■ Short task
Copy the following records verbatim, beginning at the line that contains "Doubt it, but someone swears the window frame" and continuing through the last line of the records.
Start of Entries provided
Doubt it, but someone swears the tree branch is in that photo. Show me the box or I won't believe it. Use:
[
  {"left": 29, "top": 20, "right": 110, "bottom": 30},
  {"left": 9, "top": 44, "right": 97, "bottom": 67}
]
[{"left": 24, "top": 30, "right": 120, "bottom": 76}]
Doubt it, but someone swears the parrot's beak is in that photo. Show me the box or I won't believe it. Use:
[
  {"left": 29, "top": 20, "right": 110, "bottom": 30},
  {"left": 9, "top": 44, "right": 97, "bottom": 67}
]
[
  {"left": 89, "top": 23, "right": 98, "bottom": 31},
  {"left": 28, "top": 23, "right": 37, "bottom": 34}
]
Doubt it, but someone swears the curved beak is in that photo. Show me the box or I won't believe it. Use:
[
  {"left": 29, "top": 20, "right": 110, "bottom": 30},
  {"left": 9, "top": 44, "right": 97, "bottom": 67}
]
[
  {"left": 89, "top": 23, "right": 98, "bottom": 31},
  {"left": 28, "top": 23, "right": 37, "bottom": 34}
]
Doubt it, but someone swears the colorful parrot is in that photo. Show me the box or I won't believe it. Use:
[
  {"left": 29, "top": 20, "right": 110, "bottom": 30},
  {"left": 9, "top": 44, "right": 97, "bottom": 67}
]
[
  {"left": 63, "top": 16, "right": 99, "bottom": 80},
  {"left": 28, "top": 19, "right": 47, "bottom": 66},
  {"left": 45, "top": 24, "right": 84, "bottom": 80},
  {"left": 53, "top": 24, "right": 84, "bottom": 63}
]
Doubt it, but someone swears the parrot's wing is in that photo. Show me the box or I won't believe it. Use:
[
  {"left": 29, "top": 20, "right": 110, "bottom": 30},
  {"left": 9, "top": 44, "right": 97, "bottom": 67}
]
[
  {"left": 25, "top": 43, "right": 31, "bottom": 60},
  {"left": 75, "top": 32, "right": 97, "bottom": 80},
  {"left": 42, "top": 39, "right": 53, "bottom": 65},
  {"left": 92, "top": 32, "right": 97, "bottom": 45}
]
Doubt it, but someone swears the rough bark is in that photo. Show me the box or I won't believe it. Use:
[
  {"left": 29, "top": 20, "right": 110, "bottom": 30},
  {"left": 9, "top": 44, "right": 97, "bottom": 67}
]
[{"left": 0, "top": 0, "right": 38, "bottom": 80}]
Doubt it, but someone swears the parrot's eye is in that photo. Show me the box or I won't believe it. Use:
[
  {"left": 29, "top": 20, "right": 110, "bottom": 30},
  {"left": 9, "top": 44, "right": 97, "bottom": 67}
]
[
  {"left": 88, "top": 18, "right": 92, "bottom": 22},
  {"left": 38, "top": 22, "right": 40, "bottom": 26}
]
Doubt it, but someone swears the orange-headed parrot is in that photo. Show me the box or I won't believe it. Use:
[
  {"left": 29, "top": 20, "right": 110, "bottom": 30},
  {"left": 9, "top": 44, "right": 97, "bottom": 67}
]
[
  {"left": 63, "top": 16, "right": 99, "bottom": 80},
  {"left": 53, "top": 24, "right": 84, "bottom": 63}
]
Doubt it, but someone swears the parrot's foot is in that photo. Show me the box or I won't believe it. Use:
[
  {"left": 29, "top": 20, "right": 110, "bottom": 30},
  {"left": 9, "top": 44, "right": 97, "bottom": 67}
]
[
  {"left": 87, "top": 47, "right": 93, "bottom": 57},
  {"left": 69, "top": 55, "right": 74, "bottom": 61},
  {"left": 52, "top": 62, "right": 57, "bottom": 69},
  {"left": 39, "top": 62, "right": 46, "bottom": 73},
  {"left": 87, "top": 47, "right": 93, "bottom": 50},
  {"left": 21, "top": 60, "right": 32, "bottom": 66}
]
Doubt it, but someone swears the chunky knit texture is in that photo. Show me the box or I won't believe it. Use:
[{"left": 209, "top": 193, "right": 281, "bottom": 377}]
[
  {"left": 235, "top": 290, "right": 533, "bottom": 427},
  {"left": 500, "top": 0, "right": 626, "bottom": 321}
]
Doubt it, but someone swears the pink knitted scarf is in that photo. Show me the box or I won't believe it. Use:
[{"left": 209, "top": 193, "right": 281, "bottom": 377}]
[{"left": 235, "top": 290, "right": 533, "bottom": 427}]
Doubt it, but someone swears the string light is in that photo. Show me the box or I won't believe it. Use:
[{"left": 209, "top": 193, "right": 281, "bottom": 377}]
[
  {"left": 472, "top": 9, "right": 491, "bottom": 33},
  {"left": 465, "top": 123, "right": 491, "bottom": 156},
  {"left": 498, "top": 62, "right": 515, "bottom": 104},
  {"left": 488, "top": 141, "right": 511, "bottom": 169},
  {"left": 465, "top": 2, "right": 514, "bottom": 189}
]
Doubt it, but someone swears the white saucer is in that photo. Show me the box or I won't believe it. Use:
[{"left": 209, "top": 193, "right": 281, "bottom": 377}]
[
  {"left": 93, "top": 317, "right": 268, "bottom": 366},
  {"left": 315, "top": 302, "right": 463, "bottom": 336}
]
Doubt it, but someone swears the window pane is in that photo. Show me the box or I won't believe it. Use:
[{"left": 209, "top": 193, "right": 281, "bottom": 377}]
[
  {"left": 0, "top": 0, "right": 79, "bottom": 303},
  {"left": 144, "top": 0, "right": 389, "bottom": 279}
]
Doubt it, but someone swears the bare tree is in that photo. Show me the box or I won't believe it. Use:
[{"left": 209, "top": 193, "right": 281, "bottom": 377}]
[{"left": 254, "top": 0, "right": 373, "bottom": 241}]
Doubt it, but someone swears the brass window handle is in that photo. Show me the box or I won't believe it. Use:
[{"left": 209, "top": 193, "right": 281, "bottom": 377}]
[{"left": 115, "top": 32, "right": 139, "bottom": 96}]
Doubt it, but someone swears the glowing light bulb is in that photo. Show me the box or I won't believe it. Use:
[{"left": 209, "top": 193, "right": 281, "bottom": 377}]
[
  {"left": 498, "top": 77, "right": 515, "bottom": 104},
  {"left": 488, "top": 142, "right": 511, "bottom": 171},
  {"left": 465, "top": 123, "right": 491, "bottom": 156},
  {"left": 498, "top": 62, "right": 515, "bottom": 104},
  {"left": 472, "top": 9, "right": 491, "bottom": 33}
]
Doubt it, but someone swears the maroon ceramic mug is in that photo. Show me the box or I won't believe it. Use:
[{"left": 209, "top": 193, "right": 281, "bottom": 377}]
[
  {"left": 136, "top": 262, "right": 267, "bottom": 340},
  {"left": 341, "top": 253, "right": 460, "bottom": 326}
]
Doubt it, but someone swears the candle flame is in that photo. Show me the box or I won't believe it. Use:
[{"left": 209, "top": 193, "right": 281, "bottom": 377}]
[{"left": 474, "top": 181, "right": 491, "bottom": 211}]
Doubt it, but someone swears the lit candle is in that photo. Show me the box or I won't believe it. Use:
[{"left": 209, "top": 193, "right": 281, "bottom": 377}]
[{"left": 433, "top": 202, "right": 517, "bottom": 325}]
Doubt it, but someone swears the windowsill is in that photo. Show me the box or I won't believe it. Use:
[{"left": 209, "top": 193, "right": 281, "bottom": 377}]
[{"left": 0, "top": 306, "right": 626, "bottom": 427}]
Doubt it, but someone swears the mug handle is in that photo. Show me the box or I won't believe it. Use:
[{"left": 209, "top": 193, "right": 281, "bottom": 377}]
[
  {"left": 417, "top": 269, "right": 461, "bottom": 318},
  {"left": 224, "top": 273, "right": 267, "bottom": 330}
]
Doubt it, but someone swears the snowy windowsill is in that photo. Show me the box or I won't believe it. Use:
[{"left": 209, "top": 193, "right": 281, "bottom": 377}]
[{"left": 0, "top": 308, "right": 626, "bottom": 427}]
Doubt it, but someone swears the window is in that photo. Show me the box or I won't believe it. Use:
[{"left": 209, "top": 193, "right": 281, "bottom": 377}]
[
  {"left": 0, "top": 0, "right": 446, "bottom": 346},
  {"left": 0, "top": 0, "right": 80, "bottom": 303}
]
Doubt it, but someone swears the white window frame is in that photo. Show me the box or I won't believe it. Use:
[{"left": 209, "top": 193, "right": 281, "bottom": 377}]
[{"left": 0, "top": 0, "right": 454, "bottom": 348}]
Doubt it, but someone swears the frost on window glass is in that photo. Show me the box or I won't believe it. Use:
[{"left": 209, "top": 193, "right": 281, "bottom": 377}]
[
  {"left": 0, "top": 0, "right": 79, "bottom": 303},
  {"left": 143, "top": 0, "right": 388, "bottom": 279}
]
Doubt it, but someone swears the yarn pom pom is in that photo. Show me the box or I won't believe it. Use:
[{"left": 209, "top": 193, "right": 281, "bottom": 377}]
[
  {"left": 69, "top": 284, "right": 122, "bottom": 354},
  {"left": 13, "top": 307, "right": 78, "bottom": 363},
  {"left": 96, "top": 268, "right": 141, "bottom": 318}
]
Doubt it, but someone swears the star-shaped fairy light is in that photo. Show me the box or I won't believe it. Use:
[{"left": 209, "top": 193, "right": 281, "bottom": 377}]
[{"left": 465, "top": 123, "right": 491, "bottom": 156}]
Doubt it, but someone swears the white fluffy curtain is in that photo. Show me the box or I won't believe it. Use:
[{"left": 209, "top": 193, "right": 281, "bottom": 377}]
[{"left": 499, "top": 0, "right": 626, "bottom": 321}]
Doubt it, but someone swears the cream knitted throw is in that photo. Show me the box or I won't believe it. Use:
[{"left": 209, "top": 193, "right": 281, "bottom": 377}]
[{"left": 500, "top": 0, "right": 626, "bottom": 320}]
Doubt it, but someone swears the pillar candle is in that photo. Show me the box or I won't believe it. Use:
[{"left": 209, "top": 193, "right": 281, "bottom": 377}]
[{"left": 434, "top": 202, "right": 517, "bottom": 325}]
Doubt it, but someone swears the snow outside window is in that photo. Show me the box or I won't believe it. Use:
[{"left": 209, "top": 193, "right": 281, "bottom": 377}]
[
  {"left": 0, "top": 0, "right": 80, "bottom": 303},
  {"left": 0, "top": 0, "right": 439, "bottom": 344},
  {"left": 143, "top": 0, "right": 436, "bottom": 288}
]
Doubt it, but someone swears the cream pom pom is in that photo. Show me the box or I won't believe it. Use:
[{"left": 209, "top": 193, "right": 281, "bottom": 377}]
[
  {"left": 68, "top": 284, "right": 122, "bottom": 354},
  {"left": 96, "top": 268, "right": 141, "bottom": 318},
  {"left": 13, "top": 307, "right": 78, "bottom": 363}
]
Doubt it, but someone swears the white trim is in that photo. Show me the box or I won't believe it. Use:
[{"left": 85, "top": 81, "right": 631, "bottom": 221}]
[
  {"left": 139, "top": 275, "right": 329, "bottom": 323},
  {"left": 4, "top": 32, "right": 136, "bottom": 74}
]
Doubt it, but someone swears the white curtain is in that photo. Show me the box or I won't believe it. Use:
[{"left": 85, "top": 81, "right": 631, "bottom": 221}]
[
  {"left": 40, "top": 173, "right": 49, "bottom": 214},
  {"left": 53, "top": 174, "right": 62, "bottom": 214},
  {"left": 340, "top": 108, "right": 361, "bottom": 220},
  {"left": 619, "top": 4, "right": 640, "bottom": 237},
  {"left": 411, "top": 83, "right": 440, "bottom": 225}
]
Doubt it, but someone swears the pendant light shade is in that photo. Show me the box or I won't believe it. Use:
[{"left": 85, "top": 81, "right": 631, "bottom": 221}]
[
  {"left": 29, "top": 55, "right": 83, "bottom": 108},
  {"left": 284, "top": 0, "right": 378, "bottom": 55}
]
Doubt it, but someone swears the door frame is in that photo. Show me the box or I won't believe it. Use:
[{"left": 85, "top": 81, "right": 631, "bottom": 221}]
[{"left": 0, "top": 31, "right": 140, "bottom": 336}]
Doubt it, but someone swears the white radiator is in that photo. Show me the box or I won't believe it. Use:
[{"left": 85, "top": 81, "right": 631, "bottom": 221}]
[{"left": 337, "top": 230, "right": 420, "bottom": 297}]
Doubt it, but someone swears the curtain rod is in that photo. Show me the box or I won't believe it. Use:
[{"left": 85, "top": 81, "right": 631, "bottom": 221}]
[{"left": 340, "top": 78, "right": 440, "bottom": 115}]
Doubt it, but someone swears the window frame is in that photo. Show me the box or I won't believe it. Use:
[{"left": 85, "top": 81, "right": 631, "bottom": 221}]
End of Entries provided
■ Answer to the task
Doubt it, but someone swears the window frame is in that photo. Show me the box or I won't believe it. Use:
[{"left": 85, "top": 81, "right": 631, "bottom": 221}]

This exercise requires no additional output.